Can you change "pretty-printed" to "indented" wherever it occurs in the items below and reproduce them with nothing else altered?

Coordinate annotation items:
>>
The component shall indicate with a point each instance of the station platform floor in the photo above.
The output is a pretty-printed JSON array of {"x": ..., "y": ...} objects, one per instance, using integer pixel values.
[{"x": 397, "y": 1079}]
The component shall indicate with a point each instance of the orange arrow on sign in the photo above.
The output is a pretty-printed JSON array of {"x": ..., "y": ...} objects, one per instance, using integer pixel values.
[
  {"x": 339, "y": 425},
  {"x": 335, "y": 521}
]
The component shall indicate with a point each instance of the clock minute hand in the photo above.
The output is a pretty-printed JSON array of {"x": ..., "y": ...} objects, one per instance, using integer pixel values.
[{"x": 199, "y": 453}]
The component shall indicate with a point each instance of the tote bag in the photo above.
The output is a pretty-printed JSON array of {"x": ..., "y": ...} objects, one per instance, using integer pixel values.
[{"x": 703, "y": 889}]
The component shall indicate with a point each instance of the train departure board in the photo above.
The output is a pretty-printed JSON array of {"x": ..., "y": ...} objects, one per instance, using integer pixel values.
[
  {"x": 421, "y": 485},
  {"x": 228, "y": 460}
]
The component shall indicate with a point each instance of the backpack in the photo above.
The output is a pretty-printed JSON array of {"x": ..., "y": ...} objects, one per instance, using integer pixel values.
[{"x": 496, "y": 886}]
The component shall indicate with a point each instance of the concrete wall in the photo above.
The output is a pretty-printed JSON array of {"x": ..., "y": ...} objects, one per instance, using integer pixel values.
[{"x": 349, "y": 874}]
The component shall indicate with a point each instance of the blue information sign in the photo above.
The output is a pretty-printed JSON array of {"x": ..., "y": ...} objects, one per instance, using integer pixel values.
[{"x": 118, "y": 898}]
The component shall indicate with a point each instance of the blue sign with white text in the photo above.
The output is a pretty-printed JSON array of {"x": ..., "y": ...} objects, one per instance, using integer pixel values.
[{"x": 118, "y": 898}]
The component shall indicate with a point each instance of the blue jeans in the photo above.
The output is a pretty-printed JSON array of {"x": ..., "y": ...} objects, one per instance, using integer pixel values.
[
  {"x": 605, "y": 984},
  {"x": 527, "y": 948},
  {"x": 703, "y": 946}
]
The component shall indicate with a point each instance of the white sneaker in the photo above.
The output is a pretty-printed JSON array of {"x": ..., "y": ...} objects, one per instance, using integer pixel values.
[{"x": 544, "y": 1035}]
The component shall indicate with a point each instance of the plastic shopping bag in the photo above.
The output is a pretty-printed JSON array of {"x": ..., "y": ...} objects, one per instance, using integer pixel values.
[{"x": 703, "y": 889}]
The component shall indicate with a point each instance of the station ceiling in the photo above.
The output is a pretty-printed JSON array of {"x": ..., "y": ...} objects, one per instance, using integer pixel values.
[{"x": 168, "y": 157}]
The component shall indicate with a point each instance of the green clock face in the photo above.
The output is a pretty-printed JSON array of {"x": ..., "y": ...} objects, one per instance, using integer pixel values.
<<
Problem solution:
The component shall indicate with a point each instance of the station platform floor in the photo above.
The output is a indented JSON array of {"x": ..., "y": ...} objects, one per instance, using integer pixel values.
[{"x": 397, "y": 1079}]
The component shall indicate with a point each instance of the orange arrow on sign in the photo above.
The output is a indented JSON array of {"x": ..., "y": ...} objects, one per instance, using integer pixel values.
[
  {"x": 339, "y": 425},
  {"x": 335, "y": 521}
]
The component shall indicate with a point each instance of the clock minute hand in the photo above.
The output is a indented JSON array of {"x": ..., "y": ...} objects, one per instance, using integer pixel values.
[{"x": 199, "y": 453}]
The component shall indicate with a point each instance of the tote bag in the photo above.
The output is a indented JSON array of {"x": ..., "y": ...} objects, one per instance, using integer pixel values.
[{"x": 703, "y": 889}]
The component shall indicate with a point each instance of the train departure board in the photo above.
The output is a indented JSON array of {"x": ..., "y": ...} objects, one per instance, using integer pixel values.
[
  {"x": 421, "y": 485},
  {"x": 228, "y": 460}
]
The component shall indicate with a point each instance of the backpack in the photo above.
The output is a indented JSON array of {"x": ..., "y": ...} objects, one per instance, using integer pixel values.
[{"x": 496, "y": 886}]
The component shall indicate with a point each instance of the concrete wall in the photo above.
The output is a indented JSON array of {"x": ..., "y": ...} objects, one per instance, using integer pixel values.
[{"x": 349, "y": 874}]
The component shall indicate with a point each instance of the blue information sign in the photo above.
The output is a indented JSON array of {"x": ..., "y": ...} objects, one per instance, using integer pixel values.
[{"x": 118, "y": 898}]
The component shall indicate with a point each instance of the blue sign with white text in the photo above.
The output is a indented JSON array of {"x": ..., "y": ...} objects, one per instance, using integer pixel values.
[{"x": 118, "y": 898}]
The component shall indicate with a point each instance of the blue jeans in the photo above.
The output is a indented JSON array of {"x": ..., "y": ...} objects, one per instance, using integer pixel values.
[
  {"x": 605, "y": 984},
  {"x": 527, "y": 948},
  {"x": 703, "y": 946}
]
The component shall indicate with a point each instance of the white sneaker in the photo above.
The output is a indented JSON array of {"x": ..., "y": ...} objects, one per instance, using integer pixel values.
[{"x": 544, "y": 1035}]
The component shall indicate with a point each instance of the plastic shopping bag in the photo above.
The output is a indented JSON array of {"x": ..., "y": ...} objects, one per instance, using integer pixel values.
[{"x": 703, "y": 889}]
The component shall indicate with a point each instance of the station ceiling in the photo above.
The output is a indented JSON array of {"x": ..., "y": ...} objects, one per instance, using integer pixel values.
[{"x": 168, "y": 157}]
The component shall indicate with a point each instance of the green clock face in the photo above.
The output is a indented JSON array of {"x": ..., "y": ...} objects, one per instance, using integer pixel values.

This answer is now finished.